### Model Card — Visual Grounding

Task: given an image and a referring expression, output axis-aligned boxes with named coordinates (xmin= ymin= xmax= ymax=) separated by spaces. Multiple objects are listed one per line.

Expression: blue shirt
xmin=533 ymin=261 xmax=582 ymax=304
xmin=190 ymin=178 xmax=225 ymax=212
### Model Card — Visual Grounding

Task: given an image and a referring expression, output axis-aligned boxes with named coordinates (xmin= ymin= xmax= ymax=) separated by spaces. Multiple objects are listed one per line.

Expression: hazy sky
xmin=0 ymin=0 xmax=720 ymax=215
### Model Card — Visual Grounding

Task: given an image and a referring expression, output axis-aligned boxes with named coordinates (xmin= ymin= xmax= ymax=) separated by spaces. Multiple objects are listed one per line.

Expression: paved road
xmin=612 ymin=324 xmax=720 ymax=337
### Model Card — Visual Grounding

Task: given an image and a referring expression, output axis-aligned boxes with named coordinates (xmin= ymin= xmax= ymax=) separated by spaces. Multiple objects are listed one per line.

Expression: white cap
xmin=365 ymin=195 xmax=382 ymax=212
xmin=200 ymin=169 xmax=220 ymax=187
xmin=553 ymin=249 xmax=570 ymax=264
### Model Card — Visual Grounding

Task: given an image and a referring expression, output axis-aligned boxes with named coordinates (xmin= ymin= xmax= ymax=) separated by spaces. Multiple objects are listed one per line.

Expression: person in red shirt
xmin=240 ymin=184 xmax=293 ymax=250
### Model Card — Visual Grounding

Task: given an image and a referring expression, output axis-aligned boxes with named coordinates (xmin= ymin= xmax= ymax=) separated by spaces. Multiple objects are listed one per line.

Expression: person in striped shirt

• • • • • • •

WHAT IS BEING ASKED: Update all the rows above so that "axis-aligned boxes" reads "bounding boxes" wherever it occurs, keeping everything else the same.

REPLY TO THE EXERCISE:
### Model Card — Visual Grounding

Task: given an image and a referring expression, output bounding boxes with named coordinates (xmin= ymin= xmax= ymax=) separated by spaces. Multiple objects are listed one per line.

Expression: blue shirt
xmin=533 ymin=261 xmax=582 ymax=304
xmin=190 ymin=178 xmax=225 ymax=212
### Model Card — Visual Grounding

Task: given an image and a referring expression, output bounding boxes with named coordinates (xmin= ymin= xmax= ymax=) separated by spaces. Multiple objects are listed one per line.

Expression: hazy sky
xmin=0 ymin=0 xmax=720 ymax=215
### Model Card — Visual Grounding

Task: given an image and a referring expression, output bounding boxes with named coordinates (xmin= ymin= xmax= ymax=) separated by spaces. Multiple objects are listed one per line.

Expression: paved road
xmin=612 ymin=324 xmax=720 ymax=337
### Model Card — Visual Grounding

Task: given an image and a referring expression, output bounding boxes with named coordinates (xmin= ymin= xmax= ymax=) separated by spaces. Multiple objects are listed one per line.

Expression: white cap
xmin=365 ymin=195 xmax=382 ymax=212
xmin=200 ymin=169 xmax=220 ymax=187
xmin=553 ymin=249 xmax=570 ymax=264
### Model Card — Visual Grounding

Task: given an image and a referring expression, output bounding boxes with named coordinates (xmin= ymin= xmax= ymax=) separated by spaces. Multiple objects are listed one per line.

Expression: person in red shirt
xmin=240 ymin=184 xmax=293 ymax=250
### Model Card — Visual Grounding

Task: given an image and a referring expression, output bounding boxes with named coordinates (xmin= ymin= xmax= ymax=) separated by spaces. Multiple objects are listed one per line.

Expression: person in striped shirt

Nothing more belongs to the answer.